• _Estratto della pagina_:
════

Pochi giorni fa il Ministro dell’Interno Matteo Salvini si è recato in Libia e lì ha fatto una breve visita in un centro d’accoglienza ancora vuoto, pronto ad aprire nei prossimi giorni grazie alla collaborazione del personale dell’Alto commissariato delle Nazioni Unite per i rifugiati.
Quella visione così pulita e limpida di un centro situato a Tripoli, a due passi dal palazzo del governo, è stata sufficiente per convincere Salvini che quello sia un esempio classico di quanto accade in Libia. La realtà è ben diversa e se quella visitata da Salvini è una struttura che vede la collaborazione dell’ONU, lo stesso non si può dire per le altre strutture disseminate in tutta la Libia, veri e propri campi di prigionia dove la tortura è all’ordine del giorno.

════

• _I dati_:
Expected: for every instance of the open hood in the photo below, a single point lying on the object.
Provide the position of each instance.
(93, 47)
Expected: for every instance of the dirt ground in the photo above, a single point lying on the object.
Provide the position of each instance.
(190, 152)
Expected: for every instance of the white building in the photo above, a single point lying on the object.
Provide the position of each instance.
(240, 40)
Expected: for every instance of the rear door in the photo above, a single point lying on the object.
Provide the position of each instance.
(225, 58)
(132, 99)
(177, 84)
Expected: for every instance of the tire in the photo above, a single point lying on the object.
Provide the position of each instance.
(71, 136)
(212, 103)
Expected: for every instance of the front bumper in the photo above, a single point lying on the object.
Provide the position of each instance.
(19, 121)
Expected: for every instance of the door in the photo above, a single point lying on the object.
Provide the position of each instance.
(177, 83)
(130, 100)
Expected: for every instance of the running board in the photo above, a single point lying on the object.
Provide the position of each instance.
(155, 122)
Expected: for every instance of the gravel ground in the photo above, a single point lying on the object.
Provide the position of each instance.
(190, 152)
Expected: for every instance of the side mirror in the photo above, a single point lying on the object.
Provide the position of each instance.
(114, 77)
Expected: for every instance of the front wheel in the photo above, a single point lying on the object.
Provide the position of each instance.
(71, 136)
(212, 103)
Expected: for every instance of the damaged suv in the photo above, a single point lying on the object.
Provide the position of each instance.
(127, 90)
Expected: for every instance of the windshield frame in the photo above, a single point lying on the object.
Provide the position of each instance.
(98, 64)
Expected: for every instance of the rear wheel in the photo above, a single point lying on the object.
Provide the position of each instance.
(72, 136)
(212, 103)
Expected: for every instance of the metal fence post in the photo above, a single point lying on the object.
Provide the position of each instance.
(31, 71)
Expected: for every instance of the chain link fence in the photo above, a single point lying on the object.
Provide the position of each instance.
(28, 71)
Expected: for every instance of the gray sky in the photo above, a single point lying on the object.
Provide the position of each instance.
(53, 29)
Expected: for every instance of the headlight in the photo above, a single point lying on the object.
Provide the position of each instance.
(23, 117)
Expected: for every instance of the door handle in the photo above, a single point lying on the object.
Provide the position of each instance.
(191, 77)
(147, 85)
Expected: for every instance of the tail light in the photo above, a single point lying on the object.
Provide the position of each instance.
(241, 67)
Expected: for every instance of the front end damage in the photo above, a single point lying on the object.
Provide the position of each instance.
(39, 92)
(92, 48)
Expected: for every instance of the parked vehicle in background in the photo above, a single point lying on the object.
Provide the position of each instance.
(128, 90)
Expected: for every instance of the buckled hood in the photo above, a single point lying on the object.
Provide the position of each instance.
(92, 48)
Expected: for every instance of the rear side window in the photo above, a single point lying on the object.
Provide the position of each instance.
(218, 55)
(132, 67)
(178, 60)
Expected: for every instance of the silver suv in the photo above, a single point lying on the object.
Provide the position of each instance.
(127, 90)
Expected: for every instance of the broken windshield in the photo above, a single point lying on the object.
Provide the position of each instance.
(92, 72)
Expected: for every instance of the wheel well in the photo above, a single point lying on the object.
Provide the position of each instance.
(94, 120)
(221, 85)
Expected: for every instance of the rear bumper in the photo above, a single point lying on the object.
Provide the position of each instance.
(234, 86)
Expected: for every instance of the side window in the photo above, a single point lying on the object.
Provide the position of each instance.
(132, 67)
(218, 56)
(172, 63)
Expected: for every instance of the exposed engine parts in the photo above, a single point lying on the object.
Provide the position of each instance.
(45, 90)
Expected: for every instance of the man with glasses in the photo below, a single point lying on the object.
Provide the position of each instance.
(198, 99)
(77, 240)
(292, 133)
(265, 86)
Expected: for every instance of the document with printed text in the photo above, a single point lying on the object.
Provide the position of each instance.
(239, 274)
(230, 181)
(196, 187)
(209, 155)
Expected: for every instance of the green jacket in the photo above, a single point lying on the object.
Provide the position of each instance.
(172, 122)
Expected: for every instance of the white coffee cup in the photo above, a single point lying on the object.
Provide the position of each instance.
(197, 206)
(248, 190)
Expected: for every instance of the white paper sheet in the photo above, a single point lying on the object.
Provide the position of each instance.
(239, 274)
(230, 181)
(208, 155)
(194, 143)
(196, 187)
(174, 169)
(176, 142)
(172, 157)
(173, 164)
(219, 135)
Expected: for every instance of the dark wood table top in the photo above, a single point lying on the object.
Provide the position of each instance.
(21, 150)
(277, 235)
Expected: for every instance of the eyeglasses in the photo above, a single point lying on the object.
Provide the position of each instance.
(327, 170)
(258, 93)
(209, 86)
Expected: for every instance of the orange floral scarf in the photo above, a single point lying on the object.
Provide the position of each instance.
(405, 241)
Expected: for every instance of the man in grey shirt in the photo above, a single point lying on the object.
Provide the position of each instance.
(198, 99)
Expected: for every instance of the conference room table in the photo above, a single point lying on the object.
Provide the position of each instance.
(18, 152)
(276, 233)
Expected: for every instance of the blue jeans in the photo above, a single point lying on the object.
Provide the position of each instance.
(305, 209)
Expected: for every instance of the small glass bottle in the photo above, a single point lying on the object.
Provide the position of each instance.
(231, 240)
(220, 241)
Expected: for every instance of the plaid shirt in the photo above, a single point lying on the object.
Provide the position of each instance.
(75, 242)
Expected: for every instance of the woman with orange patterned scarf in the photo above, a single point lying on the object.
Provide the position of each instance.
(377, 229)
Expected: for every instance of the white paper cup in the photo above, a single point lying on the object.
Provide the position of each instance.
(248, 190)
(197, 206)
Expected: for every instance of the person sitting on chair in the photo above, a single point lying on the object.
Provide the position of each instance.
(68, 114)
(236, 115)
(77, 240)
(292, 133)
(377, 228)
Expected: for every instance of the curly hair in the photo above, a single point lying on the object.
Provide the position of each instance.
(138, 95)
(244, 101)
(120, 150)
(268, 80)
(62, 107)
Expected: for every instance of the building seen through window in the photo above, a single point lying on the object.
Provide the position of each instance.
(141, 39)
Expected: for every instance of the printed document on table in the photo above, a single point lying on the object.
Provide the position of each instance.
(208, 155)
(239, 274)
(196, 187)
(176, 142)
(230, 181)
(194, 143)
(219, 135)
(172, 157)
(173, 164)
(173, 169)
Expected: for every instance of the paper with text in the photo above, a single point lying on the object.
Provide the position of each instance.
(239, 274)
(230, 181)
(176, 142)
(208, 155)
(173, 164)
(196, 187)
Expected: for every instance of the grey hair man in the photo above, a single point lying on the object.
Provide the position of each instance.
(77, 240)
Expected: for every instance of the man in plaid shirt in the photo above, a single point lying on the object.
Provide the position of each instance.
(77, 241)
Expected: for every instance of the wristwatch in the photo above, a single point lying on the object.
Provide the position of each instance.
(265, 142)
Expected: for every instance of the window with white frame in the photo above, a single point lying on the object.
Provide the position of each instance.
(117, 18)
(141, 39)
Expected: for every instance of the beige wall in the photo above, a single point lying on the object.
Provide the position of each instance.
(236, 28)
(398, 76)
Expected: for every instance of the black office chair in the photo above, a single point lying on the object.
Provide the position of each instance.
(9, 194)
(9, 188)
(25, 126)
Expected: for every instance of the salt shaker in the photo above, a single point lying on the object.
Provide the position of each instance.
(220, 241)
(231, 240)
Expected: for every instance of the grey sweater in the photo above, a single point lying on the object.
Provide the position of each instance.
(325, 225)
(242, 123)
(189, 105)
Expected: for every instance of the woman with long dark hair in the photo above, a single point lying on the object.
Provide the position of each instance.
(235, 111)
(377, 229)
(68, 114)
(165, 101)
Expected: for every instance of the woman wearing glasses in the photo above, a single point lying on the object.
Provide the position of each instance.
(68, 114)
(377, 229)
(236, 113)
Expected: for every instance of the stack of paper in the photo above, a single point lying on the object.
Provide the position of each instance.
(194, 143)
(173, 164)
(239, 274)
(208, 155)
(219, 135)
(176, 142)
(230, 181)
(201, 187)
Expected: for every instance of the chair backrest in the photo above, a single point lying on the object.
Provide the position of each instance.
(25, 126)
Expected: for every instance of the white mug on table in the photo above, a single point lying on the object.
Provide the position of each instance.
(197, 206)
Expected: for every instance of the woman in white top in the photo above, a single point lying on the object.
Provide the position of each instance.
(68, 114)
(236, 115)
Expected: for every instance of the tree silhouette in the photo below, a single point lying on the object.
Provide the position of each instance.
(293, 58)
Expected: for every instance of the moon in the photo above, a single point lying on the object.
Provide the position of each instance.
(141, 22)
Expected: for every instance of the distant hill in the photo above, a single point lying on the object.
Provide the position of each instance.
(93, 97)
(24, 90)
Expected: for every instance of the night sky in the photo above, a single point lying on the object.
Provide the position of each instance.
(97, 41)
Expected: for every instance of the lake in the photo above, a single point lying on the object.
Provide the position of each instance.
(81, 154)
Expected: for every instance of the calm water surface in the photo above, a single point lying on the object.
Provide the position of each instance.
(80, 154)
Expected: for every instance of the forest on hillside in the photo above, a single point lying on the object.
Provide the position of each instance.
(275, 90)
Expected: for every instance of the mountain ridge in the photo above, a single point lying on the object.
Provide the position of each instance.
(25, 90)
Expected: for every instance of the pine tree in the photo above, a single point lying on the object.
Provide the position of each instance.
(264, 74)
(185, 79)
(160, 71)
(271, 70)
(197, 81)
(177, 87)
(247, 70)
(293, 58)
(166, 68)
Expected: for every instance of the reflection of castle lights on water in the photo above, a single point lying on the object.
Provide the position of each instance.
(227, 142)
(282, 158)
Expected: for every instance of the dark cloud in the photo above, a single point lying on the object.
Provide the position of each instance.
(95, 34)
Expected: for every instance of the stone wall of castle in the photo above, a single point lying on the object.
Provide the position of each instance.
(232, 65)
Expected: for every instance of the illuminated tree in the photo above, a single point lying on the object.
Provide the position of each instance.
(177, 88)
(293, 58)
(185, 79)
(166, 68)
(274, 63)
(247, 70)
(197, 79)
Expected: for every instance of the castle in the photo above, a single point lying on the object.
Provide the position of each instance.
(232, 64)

════

• _Consegna_:
Trascrivi dall'estratto della pagina il passo che comincia con le parole "Pochi giorni fa" e si chiude dopo "per i rifugiati.".

• _Spazio risposta_:
Pochi giorni fa il Ministro dell’Interno Matteo Salvini si è recato in Libia e lì ha fatto una breve visita in un centro d’accoglienza ancora vuoto, pronto ad aprire nei prossimi giorni grazie alla collaborazione del personale dell’Alto commissariato delle Nazioni Unite per i rifugiati.